Copy these records verbatim, starting at the line that contains "trace --target=distant skyline" and ending at the line that contains "133L135 134L135 101L113", with both of those lines included.

— INPUT ROWS —
————
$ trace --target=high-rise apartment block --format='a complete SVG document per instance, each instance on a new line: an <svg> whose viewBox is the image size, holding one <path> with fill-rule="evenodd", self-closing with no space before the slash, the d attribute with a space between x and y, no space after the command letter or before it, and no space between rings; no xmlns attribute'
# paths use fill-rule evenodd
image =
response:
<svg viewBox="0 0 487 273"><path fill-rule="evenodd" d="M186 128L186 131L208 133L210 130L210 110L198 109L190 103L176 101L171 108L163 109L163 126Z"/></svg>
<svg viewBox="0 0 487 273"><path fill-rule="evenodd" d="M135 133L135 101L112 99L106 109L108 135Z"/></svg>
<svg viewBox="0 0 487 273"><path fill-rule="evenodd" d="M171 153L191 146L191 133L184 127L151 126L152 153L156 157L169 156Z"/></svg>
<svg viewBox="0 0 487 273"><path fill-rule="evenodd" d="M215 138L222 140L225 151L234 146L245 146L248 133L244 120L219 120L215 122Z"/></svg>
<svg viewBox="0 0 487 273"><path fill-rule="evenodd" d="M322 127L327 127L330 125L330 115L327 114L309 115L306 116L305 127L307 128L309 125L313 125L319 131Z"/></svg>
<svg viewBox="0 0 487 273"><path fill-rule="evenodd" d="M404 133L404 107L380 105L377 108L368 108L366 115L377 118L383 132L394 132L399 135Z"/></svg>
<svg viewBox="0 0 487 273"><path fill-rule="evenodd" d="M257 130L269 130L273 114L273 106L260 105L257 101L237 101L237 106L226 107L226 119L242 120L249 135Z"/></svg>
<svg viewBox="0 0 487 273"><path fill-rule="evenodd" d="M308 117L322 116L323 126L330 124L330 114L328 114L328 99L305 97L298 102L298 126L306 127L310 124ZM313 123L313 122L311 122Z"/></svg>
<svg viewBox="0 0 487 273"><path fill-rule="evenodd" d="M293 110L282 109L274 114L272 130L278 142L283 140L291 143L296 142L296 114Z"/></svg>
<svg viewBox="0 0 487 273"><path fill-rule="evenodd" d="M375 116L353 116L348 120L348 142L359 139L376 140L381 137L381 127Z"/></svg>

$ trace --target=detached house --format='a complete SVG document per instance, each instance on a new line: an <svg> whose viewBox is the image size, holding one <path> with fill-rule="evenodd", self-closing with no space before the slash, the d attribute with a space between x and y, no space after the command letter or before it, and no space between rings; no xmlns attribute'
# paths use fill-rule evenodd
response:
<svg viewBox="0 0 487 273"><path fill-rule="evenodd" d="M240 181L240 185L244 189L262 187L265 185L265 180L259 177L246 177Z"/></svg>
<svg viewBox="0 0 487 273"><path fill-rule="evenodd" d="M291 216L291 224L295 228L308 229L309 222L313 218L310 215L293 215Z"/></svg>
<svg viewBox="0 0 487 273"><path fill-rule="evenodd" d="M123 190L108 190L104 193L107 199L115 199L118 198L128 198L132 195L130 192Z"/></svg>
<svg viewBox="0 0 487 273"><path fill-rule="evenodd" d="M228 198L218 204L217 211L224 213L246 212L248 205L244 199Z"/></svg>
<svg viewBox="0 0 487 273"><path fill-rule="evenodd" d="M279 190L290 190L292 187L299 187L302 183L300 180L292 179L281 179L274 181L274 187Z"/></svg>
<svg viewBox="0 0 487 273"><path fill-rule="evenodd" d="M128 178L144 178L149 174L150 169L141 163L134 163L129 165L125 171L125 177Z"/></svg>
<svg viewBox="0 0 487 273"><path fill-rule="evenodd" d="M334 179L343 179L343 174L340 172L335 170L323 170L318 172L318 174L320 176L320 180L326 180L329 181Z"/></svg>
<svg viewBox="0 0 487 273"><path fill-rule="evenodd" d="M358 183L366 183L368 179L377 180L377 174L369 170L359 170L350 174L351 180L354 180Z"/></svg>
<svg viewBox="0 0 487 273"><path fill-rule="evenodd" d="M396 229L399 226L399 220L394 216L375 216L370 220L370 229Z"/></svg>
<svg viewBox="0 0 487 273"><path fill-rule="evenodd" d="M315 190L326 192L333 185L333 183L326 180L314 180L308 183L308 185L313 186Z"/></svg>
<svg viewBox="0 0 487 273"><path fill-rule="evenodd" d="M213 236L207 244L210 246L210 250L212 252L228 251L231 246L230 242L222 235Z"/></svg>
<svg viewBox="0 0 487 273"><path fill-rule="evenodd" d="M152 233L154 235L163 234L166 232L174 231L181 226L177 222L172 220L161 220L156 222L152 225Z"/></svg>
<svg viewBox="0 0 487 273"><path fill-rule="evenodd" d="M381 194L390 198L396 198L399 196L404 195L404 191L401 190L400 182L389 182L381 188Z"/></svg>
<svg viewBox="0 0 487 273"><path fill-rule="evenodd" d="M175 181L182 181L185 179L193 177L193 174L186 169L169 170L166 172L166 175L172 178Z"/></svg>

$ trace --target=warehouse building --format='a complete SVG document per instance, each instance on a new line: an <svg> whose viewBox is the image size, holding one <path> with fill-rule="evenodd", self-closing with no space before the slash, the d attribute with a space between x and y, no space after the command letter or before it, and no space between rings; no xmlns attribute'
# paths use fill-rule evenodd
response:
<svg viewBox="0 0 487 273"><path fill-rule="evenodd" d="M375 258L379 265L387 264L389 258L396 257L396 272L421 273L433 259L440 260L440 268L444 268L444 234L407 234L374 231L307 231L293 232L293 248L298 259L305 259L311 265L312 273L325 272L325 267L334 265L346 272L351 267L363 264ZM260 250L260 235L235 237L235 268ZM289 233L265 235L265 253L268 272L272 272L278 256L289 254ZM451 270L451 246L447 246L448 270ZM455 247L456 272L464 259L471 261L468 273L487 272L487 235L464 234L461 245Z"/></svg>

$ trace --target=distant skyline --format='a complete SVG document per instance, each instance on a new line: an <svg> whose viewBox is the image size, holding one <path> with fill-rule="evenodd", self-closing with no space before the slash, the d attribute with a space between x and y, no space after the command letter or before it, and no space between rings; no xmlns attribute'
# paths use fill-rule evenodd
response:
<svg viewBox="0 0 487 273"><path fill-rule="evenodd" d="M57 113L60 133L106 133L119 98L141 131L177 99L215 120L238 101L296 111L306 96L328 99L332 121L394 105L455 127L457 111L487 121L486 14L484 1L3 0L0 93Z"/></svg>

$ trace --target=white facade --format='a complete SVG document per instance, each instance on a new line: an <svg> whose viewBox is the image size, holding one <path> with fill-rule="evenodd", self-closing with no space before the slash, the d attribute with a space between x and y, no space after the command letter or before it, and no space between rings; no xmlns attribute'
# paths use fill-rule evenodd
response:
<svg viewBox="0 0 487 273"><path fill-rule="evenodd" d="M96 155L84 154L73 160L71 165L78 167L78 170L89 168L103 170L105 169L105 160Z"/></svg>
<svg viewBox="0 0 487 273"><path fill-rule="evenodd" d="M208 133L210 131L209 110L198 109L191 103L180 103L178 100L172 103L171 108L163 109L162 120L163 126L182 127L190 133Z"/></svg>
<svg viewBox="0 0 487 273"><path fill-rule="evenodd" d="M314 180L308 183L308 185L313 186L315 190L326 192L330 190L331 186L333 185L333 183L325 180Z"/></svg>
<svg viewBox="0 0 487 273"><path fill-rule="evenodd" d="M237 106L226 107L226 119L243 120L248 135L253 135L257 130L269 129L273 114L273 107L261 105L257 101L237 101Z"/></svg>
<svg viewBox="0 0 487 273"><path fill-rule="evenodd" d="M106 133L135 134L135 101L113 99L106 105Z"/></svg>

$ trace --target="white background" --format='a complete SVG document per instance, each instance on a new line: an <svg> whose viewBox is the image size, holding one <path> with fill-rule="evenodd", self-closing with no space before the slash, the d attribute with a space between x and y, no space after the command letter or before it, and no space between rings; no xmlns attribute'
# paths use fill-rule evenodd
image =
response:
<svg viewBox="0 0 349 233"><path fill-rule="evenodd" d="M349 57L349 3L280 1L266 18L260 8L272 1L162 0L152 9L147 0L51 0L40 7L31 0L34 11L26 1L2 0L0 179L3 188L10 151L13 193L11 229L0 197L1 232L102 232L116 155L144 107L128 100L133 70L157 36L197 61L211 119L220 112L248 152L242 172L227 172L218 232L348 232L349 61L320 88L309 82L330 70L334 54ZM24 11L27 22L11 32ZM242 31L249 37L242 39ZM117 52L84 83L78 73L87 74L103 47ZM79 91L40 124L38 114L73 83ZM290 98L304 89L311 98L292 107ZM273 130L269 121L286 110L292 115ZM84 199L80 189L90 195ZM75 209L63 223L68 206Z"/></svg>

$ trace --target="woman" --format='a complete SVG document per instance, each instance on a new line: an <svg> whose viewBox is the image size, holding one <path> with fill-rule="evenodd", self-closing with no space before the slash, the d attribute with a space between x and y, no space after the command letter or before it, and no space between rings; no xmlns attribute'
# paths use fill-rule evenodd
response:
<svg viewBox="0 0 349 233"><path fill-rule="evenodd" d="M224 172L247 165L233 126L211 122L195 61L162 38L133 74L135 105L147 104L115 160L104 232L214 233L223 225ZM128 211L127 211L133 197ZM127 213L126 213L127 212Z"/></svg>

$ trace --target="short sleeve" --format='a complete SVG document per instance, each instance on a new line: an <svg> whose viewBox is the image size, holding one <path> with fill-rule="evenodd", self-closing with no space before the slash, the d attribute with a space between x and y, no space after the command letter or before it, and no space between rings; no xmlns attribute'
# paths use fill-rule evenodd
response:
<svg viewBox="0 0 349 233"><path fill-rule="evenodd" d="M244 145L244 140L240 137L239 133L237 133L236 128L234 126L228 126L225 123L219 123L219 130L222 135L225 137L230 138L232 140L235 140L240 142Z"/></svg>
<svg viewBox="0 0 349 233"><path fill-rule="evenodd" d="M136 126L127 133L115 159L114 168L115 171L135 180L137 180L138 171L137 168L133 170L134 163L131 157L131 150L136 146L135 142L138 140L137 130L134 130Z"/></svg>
————
— WRITTEN SOLUTION —
$ trace --target=distant skyline --format='a complete SVG document per instance, each instance on a new line: an <svg> whose viewBox is the image size, holding one <path> with fill-rule="evenodd", self-closing with no space before the slash, the d attribute with a space between x and y, no space after the command letter or before it, and no space between rings; no xmlns attribute'
# paths use fill-rule evenodd
response:
<svg viewBox="0 0 487 273"><path fill-rule="evenodd" d="M57 113L60 133L106 133L119 98L141 131L177 99L215 120L238 101L296 111L306 96L328 99L332 121L394 105L455 127L457 111L487 121L486 14L484 1L3 0L0 93Z"/></svg>

$ trace --target=white facade --format='a complete SVG document per instance, each instance on a new line: an <svg> whose viewBox is the image size, holding one <path> with fill-rule="evenodd", self-closing with no space before the slash, the d attribute with a space between x and y, no space after the command letter or before it, and no space between rings; no xmlns attribute'
# paths use fill-rule evenodd
response:
<svg viewBox="0 0 487 273"><path fill-rule="evenodd" d="M96 155L84 154L73 160L71 165L78 167L78 170L89 168L103 170L105 169L105 160Z"/></svg>
<svg viewBox="0 0 487 273"><path fill-rule="evenodd" d="M208 133L210 131L209 110L198 109L191 103L180 103L178 100L172 103L171 108L163 109L162 120L163 126L182 127L190 133Z"/></svg>
<svg viewBox="0 0 487 273"><path fill-rule="evenodd" d="M314 180L308 183L308 185L313 186L315 190L326 192L330 190L331 186L333 185L333 183L325 180Z"/></svg>
<svg viewBox="0 0 487 273"><path fill-rule="evenodd" d="M237 106L226 107L226 119L243 120L248 135L253 135L257 130L269 129L273 114L273 107L261 105L257 101L237 101Z"/></svg>
<svg viewBox="0 0 487 273"><path fill-rule="evenodd" d="M106 133L135 134L135 101L113 99L106 105Z"/></svg>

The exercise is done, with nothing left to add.